[Referring expression data]

==========

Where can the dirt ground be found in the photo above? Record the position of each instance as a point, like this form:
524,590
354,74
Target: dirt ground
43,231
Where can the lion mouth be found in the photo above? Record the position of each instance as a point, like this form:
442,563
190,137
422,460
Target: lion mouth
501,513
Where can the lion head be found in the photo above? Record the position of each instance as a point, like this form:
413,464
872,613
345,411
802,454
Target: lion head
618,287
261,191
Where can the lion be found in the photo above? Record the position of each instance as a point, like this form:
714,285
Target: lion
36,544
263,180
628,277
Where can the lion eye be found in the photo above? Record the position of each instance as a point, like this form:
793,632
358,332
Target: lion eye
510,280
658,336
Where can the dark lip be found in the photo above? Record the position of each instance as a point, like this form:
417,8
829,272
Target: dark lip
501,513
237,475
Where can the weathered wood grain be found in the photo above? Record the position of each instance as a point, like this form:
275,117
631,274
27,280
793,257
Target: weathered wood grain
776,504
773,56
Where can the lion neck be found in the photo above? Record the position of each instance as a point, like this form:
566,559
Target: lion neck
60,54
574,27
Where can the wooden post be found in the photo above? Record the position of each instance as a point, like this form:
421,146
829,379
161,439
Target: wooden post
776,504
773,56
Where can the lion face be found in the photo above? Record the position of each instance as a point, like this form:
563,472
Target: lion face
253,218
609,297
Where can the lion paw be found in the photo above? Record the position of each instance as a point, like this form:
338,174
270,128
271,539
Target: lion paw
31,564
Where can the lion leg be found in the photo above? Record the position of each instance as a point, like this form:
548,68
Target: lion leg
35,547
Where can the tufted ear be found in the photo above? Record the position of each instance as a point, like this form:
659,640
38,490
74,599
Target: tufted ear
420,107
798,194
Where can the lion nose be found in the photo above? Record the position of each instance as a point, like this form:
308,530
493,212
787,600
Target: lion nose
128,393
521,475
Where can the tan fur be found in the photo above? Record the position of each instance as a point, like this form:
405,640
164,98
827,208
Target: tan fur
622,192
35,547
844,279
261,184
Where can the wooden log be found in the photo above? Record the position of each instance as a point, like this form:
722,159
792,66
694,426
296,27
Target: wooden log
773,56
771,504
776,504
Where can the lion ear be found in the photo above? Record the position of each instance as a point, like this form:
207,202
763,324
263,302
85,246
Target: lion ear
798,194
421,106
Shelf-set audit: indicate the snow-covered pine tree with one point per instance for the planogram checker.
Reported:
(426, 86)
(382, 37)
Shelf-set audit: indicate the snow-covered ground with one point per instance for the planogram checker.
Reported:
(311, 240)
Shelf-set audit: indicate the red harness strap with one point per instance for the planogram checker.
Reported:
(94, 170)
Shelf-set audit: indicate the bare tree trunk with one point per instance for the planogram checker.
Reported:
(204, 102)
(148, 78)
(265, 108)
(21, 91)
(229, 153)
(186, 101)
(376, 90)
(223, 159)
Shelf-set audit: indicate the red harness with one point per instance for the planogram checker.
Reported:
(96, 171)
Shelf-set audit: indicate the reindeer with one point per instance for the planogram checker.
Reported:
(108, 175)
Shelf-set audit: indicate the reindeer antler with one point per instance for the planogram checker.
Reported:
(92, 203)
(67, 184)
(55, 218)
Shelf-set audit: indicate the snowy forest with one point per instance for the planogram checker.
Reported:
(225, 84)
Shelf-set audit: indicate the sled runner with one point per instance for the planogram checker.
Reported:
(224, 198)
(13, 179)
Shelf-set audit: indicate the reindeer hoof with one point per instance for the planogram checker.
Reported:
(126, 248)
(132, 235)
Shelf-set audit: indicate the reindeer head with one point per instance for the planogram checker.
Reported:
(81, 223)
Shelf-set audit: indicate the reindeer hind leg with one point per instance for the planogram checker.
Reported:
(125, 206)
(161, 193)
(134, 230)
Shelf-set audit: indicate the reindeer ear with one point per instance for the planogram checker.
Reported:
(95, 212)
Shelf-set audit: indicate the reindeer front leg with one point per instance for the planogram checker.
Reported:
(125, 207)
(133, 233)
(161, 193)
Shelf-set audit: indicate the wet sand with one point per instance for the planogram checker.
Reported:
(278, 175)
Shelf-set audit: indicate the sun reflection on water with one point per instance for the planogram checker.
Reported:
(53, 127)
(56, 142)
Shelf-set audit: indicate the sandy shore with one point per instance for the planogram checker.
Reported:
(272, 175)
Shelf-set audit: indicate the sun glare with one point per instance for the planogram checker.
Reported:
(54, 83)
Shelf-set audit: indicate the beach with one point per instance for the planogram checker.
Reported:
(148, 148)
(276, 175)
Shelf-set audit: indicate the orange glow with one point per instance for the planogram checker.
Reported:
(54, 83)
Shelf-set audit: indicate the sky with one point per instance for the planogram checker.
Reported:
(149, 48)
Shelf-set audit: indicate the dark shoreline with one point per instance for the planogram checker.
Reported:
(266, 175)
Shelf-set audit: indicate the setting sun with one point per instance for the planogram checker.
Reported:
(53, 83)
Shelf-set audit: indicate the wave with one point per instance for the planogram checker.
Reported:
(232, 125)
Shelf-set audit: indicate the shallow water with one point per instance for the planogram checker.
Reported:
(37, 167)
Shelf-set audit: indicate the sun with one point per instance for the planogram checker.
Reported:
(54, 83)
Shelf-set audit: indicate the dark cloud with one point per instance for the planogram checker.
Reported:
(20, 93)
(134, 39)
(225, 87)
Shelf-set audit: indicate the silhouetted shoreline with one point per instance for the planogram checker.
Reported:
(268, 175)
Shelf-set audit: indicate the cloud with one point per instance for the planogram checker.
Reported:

==========

> **TASK BRIEF**
All lines with the word "harness" are needed; pull them from the entries and copy each.

> **TASK RESPONSE**
Shelf-set audit: indicate the red harness strap with one point per instance for the planogram checker.
Shelf-set audit: indicate the red harness with one point per instance for the planogram checker.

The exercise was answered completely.